SET EXERCISE :: Rewrite the records as a Markdown table with columns named Row and Line, starting at the line containing "Every instance of the black" and running through the end of the records. Skip blank lines, and include nothing from before that point.
::: RECORDS :::
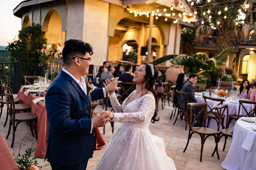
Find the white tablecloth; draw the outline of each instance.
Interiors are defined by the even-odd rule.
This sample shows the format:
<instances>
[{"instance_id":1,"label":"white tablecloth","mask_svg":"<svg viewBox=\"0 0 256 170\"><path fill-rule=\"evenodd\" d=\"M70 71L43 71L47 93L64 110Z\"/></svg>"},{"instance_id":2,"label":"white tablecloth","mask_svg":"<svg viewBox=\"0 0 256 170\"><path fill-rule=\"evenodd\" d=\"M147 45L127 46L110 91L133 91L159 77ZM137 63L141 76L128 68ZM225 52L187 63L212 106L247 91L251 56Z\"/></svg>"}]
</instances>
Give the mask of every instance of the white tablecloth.
<instances>
[{"instance_id":1,"label":"white tablecloth","mask_svg":"<svg viewBox=\"0 0 256 170\"><path fill-rule=\"evenodd\" d=\"M227 170L256 170L256 131L250 128L252 126L255 126L254 123L247 122L241 118L237 121L231 145L221 163L223 168Z\"/></svg>"},{"instance_id":2,"label":"white tablecloth","mask_svg":"<svg viewBox=\"0 0 256 170\"><path fill-rule=\"evenodd\" d=\"M199 93L198 93L199 94ZM204 103L204 99L202 98L201 95L195 95L195 97L196 99L197 102L199 103ZM213 101L210 100L206 99L207 103L209 105L209 106L211 108L214 107L215 106L220 103L220 102L217 102L216 101ZM229 100L227 100L223 102L223 104L227 104L228 106L228 114L238 114L238 110L239 110L239 103L233 103L230 102ZM244 104L244 105L245 107L247 109L247 110L251 110L252 109L254 106L254 105L251 104ZM208 108L208 111L209 111L210 109ZM227 111L225 111L224 114L226 116L224 119L224 126L226 126L226 122L227 121ZM244 109L242 107L240 109L240 113L239 115L246 115L246 113ZM229 125L229 129L231 129L235 123L235 120L233 119L231 121L231 122ZM217 122L213 119L211 119L209 122L209 128L214 129L218 129L218 126L217 125ZM220 127L220 129L222 129L222 127Z\"/></svg>"}]
</instances>

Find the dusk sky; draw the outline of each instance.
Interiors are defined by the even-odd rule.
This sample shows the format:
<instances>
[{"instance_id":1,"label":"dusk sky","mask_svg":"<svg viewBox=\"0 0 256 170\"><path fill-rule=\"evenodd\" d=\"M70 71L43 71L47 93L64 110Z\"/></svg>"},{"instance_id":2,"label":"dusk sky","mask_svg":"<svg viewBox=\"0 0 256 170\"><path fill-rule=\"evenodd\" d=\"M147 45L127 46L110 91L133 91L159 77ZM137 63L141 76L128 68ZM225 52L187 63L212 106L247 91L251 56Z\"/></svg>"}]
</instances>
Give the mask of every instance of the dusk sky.
<instances>
[{"instance_id":1,"label":"dusk sky","mask_svg":"<svg viewBox=\"0 0 256 170\"><path fill-rule=\"evenodd\" d=\"M0 46L13 42L21 29L21 19L13 15L13 9L23 1L0 0Z\"/></svg>"}]
</instances>

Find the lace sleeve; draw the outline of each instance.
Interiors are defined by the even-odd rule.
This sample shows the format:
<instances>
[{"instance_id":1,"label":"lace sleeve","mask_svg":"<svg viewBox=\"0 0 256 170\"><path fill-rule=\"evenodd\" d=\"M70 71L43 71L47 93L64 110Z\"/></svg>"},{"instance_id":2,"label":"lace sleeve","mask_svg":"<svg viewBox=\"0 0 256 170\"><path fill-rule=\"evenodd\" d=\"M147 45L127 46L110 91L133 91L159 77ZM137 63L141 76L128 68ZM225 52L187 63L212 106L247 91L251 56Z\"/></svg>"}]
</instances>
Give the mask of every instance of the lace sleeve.
<instances>
[{"instance_id":1,"label":"lace sleeve","mask_svg":"<svg viewBox=\"0 0 256 170\"><path fill-rule=\"evenodd\" d=\"M117 99L116 94L113 93L111 95L107 93L107 95L109 97L110 102L115 112L123 112L121 105Z\"/></svg>"},{"instance_id":2,"label":"lace sleeve","mask_svg":"<svg viewBox=\"0 0 256 170\"><path fill-rule=\"evenodd\" d=\"M138 111L135 112L113 113L112 120L123 123L142 122L155 109L155 100L151 95L144 97L140 101Z\"/></svg>"}]
</instances>

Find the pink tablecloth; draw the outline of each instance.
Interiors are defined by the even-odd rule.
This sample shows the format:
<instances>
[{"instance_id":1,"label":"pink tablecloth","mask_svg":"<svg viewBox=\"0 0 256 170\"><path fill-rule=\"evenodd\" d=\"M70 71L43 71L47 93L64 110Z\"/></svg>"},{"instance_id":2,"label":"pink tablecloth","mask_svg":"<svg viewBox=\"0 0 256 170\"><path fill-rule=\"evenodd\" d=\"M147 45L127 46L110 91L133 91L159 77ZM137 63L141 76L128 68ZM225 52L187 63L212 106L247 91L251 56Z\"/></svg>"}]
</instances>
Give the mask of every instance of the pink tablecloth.
<instances>
[{"instance_id":1,"label":"pink tablecloth","mask_svg":"<svg viewBox=\"0 0 256 170\"><path fill-rule=\"evenodd\" d=\"M31 106L31 112L36 114L38 118L36 130L38 138L35 156L38 158L45 158L46 153L46 140L48 134L48 121L47 117L45 104L43 101L40 101L38 103L34 104L32 100L40 97L36 96L31 93L29 93L27 96L24 95L23 92L19 91L22 87L22 86L21 87L17 97L20 99L20 103L25 103ZM24 89L24 91L27 90L27 88ZM99 129L96 128L95 130L96 137L96 149L97 150L100 150L105 143Z\"/></svg>"}]
</instances>

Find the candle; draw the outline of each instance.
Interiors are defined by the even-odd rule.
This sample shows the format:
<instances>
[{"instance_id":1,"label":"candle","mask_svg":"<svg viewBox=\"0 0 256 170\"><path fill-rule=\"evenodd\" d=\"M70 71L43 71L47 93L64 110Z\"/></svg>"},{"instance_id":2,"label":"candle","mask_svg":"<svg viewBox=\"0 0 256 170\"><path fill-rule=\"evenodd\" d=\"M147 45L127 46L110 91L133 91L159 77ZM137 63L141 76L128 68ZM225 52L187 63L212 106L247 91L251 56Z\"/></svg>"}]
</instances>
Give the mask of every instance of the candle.
<instances>
[{"instance_id":1,"label":"candle","mask_svg":"<svg viewBox=\"0 0 256 170\"><path fill-rule=\"evenodd\" d=\"M45 85L46 85L47 84L46 83L46 80L47 80L47 74L46 73L45 73Z\"/></svg>"}]
</instances>

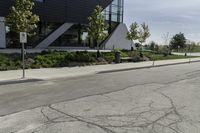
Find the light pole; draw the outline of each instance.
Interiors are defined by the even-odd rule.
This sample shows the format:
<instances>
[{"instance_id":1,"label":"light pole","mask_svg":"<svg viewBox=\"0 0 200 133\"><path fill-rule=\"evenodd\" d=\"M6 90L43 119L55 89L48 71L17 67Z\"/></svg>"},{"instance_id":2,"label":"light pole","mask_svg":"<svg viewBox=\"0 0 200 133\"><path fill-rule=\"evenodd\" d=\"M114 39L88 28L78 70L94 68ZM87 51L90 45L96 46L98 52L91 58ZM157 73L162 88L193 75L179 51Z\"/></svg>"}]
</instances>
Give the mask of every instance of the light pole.
<instances>
[{"instance_id":1,"label":"light pole","mask_svg":"<svg viewBox=\"0 0 200 133\"><path fill-rule=\"evenodd\" d=\"M189 45L189 52L190 52L189 63L191 63L191 55L192 55L192 52L191 52L191 45Z\"/></svg>"}]
</instances>

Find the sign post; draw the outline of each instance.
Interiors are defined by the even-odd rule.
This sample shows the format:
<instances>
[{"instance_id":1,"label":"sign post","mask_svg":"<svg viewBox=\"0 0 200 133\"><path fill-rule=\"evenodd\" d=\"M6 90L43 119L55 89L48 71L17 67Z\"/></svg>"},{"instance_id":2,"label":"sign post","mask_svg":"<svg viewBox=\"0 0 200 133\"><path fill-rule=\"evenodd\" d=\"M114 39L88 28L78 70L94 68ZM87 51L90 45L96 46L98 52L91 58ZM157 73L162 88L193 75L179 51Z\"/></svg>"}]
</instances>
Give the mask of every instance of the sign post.
<instances>
[{"instance_id":1,"label":"sign post","mask_svg":"<svg viewBox=\"0 0 200 133\"><path fill-rule=\"evenodd\" d=\"M23 69L22 79L24 79L25 78L25 46L24 44L27 43L26 32L20 32L20 43L22 43L22 69Z\"/></svg>"}]
</instances>

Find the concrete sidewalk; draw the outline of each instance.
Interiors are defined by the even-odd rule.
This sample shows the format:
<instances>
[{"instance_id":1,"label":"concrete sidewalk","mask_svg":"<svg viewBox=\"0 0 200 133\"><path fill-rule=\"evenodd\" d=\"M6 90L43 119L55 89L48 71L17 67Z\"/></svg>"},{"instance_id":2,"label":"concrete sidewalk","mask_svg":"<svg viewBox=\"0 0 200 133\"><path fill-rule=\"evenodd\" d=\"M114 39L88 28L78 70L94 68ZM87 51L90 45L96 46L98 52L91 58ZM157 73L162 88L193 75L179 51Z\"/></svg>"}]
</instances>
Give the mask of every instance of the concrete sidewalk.
<instances>
[{"instance_id":1,"label":"concrete sidewalk","mask_svg":"<svg viewBox=\"0 0 200 133\"><path fill-rule=\"evenodd\" d=\"M192 58L191 63L200 62L200 58ZM154 67L176 65L176 64L189 64L189 59L179 60L164 60L155 61ZM45 69L29 69L26 70L26 80L48 80L55 78L72 78L85 75L92 75L96 73L108 73L116 71L135 70L153 67L153 62L140 62L140 63L122 63L122 64L108 64L108 65L95 65L85 67L64 67L64 68L45 68ZM21 79L21 70L1 71L0 83L10 81L23 81Z\"/></svg>"}]
</instances>

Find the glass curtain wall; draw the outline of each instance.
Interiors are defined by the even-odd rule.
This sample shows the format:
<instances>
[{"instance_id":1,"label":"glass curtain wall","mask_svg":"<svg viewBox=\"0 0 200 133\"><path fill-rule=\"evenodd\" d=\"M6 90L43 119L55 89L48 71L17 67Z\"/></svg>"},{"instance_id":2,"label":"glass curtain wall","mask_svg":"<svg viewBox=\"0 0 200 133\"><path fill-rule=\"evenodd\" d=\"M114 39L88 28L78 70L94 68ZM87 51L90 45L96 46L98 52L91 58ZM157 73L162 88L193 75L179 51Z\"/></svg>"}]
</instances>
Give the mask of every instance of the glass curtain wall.
<instances>
[{"instance_id":1,"label":"glass curtain wall","mask_svg":"<svg viewBox=\"0 0 200 133\"><path fill-rule=\"evenodd\" d=\"M112 33L115 27L123 22L124 0L113 0L113 2L103 11L109 23L108 32Z\"/></svg>"},{"instance_id":2,"label":"glass curtain wall","mask_svg":"<svg viewBox=\"0 0 200 133\"><path fill-rule=\"evenodd\" d=\"M113 2L102 12L109 24L109 34L123 22L124 0L113 0ZM56 47L90 47L94 48L93 41L88 38L87 25L74 24L68 31L60 36L51 46Z\"/></svg>"}]
</instances>

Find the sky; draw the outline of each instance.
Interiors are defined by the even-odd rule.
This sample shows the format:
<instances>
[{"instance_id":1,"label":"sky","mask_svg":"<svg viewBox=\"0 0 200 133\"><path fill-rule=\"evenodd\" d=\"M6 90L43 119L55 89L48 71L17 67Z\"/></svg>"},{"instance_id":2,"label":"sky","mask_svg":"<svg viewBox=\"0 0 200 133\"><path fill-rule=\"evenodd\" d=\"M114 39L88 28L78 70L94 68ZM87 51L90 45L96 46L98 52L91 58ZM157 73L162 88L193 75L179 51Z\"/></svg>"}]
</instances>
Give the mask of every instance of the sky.
<instances>
[{"instance_id":1,"label":"sky","mask_svg":"<svg viewBox=\"0 0 200 133\"><path fill-rule=\"evenodd\" d=\"M162 43L165 34L182 32L200 42L200 0L125 0L124 22L134 21L149 25L148 41Z\"/></svg>"}]
</instances>

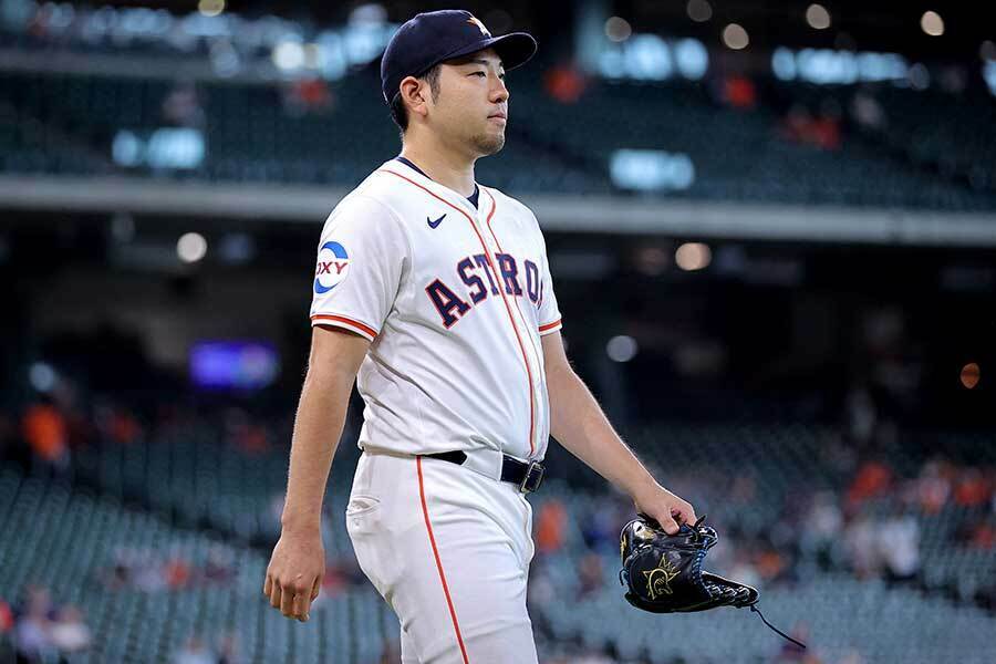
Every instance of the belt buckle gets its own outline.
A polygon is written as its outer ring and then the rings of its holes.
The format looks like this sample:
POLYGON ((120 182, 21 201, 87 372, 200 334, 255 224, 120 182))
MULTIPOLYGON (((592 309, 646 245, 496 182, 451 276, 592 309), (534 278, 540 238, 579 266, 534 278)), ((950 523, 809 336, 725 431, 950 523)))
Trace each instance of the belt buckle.
POLYGON ((543 475, 546 471, 546 468, 543 468, 543 465, 539 461, 529 461, 529 467, 526 469, 526 476, 522 478, 522 481, 519 483, 519 491, 522 494, 531 494, 540 488, 540 485, 543 484, 543 475))

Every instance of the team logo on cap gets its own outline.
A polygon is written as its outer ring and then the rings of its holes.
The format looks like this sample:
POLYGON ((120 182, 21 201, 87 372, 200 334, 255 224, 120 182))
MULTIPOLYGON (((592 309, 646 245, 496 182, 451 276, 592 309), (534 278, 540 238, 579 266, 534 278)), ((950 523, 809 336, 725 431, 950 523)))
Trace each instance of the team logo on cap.
POLYGON ((484 34, 485 37, 487 37, 488 39, 491 38, 491 33, 488 31, 487 28, 485 28, 484 23, 481 23, 480 19, 478 19, 477 17, 471 15, 469 19, 467 19, 467 22, 473 25, 477 25, 477 29, 480 30, 480 33, 484 34))
POLYGON ((314 268, 314 292, 328 293, 342 283, 350 273, 350 256, 345 247, 329 241, 319 249, 319 260, 314 268))

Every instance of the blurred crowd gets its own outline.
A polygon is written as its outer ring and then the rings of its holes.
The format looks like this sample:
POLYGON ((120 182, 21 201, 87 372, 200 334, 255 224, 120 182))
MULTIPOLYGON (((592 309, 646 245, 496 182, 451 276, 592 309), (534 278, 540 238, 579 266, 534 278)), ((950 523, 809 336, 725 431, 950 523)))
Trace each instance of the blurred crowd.
POLYGON ((55 604, 41 585, 25 587, 12 603, 0 596, 0 635, 3 634, 10 635, 18 663, 70 662, 93 644, 80 608, 55 604))

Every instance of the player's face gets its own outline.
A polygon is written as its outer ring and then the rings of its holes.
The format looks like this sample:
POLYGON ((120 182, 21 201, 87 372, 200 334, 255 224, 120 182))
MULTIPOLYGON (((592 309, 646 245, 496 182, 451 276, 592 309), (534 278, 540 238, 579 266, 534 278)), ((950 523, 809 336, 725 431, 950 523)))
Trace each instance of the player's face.
POLYGON ((454 144, 492 155, 505 145, 508 97, 501 59, 494 49, 478 51, 443 65, 429 122, 454 144))

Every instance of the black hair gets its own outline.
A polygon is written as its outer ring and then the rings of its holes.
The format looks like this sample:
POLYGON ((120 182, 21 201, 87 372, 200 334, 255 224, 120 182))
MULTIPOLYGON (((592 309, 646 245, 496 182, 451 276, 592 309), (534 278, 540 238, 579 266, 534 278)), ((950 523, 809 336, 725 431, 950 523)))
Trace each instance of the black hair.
:::
RIGHT ANSWER ::
| Row | Line |
|---|---|
| 1 | Every instance of the black hair gets its own outline. |
| 2 | A polygon is written as its outer ring and then the rings of its holes. |
| 3 | The format looks like this sample: |
| 4 | POLYGON ((120 182, 21 201, 87 372, 200 334, 255 224, 120 182)) |
| 5 | MULTIPOLYGON (((592 309, 646 245, 496 182, 451 276, 592 309), (534 278, 540 238, 579 266, 534 278)), ((950 523, 809 336, 725 431, 950 523))) |
| 6 | Trace each instance of the black hair. |